→ Objective
Reproduce all records exactly.
★ ★ ★ ★ ★
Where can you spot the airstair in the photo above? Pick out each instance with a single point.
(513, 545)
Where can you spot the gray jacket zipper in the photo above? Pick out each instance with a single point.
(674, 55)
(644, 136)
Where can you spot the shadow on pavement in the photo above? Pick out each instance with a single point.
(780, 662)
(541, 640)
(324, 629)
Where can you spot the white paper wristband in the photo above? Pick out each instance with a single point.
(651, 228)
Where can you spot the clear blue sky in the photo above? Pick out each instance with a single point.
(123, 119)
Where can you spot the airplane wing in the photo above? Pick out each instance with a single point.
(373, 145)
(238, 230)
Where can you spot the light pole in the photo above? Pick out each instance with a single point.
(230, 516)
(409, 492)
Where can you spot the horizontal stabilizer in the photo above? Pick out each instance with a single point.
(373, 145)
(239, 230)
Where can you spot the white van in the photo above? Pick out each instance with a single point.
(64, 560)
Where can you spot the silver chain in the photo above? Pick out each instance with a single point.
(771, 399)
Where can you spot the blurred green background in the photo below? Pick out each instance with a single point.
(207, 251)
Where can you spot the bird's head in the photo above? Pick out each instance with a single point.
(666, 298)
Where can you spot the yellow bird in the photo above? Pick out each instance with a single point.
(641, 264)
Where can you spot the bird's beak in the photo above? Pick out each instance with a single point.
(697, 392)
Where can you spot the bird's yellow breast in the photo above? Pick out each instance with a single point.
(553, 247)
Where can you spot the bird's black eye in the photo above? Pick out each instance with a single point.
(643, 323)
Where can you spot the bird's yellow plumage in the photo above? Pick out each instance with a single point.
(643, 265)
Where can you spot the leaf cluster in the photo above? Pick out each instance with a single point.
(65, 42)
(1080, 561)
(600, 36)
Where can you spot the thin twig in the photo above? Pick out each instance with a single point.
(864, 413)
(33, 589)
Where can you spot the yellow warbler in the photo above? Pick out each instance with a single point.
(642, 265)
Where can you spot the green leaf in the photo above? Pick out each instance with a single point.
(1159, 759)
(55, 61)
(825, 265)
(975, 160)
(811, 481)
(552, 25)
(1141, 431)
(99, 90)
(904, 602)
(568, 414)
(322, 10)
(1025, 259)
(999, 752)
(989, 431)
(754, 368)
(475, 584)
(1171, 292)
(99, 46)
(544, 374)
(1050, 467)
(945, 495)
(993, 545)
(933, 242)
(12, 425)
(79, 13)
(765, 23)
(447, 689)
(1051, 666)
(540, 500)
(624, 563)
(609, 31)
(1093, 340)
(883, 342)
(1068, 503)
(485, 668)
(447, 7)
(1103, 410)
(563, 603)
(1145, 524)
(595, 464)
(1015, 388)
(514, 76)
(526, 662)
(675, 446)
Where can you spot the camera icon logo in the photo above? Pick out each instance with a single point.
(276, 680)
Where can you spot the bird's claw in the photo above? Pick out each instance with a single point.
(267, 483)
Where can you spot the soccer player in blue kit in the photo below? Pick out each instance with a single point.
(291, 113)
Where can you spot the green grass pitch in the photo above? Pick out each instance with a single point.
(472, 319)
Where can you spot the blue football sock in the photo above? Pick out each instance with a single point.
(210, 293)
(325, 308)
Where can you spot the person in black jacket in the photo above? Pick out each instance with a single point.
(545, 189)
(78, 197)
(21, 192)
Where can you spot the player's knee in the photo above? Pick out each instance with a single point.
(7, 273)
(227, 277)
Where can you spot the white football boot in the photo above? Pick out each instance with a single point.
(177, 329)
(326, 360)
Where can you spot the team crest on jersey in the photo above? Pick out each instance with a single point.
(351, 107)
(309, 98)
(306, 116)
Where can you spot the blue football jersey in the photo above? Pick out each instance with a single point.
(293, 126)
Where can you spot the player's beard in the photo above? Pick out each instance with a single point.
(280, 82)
★ ★ ★ ★ ★
→ Exercise response
Where can you spot the airstair in the photo above? Pick out each instance with a single point.
(513, 545)
Where can you spot the gray jacket zipper in the photo above? Pick out each instance with a single point.
(674, 55)
(644, 136)
Where can you spot the shadow on pavement in the photo above? Pick out each instance with a single point.
(780, 662)
(541, 640)
(324, 629)
Where can you spot the white paper wristband in the photo above? Pick out each instance with a single point.
(651, 228)
Where can you spot the clear blue sky in the photo above? Pick out each instance with a single point.
(123, 119)
Where can you spot the airplane wing in the photo above? Pick out each instance with a single point.
(373, 145)
(238, 230)
Where can you spot the light pole in the photo above? Pick out each instance with a single point.
(230, 516)
(409, 492)
Where can you spot the horizontal stabilizer in the photo above? Pick out each instance with a single point.
(373, 145)
(239, 230)
Where can you spot the white van in the photo above? Pick out each instance with a single point.
(64, 560)
Where can you spot the silver chain in the photo above? Pick out each instance with a single point.
(771, 399)
Where can you spot the blurred green background in the photo below? Pick out each instance with a single point.
(207, 251)
Where can you spot the bird's head in the photo above? Pick out each instance with a single point.
(666, 298)
Where can you spot the yellow bird in the photo above? Pick out each instance with a single point.
(641, 264)
Where can you spot the bird's beak in the photo above? Pick out each instance with a single point.
(697, 392)
Where can you spot the bird's yellow breast in the photo above? Pick out each instance with a single point.
(553, 247)
Where can you spot the bird's black eye in the photo above? Pick out each instance with a single point.
(643, 323)
Where can you spot the bird's yellow plumage in the photo above? Pick out each instance with a single point.
(643, 265)
Where can you spot the leaf cluster in the photo above? Pick out each instance with a single point.
(65, 42)
(1080, 561)
(600, 36)
Where can you spot the thin twig in the photo above? Pick out each instance with a single point.
(864, 413)
(33, 589)
Where can you spot the yellow warbler in the photo above? Pick out each instance with a single point.
(642, 265)
Where can you spot the green leaf in the photo above? Pick out each instance with a single point.
(1159, 759)
(55, 61)
(825, 265)
(975, 160)
(811, 481)
(552, 25)
(1141, 431)
(99, 90)
(904, 602)
(568, 414)
(322, 10)
(1025, 259)
(999, 752)
(989, 431)
(754, 368)
(475, 584)
(1171, 292)
(99, 46)
(544, 374)
(1050, 467)
(945, 495)
(993, 545)
(933, 242)
(12, 425)
(79, 13)
(765, 23)
(447, 689)
(1051, 666)
(540, 500)
(624, 563)
(609, 31)
(1093, 340)
(883, 342)
(1068, 503)
(485, 668)
(447, 7)
(1103, 410)
(563, 603)
(1145, 524)
(595, 464)
(1015, 388)
(514, 76)
(526, 662)
(675, 446)
Where can you spot the camera icon logo in the photo above? Pick out each instance with a single point.
(276, 680)
Where can you spot the bird's claw in the photo above? Pick out each instance with a single point.
(267, 483)
Where can you spot the soccer player in blue kit in the photo below? Pick out each instance with a single point.
(291, 113)
Where can you spot the green grass pitch in the photo above? Pick out each instance with a single point.
(472, 319)
Where can you spot the blue football sock in the photo above? Pick out each instance with a single point.
(210, 293)
(325, 308)
Where can you spot the person in black jacket in the photo above? Pick out each instance with a single point.
(545, 189)
(78, 197)
(21, 192)
Where can you spot the player's knee in the photo above? Pick out each instance with a single point.
(7, 273)
(227, 277)
Where can you spot the white football boot in the photo above? Pick out each instance with a single point.
(177, 329)
(326, 360)
Where can you spot the team crest on jersey in the photo above? Pick out each instance with a single point.
(351, 107)
(309, 98)
(306, 116)
Where can you spot the blue football jersey in the photo above? Pick out each instance with a single point.
(293, 126)
Where can you spot the player's beard in the photo above? Pick out each instance with a single point.
(280, 82)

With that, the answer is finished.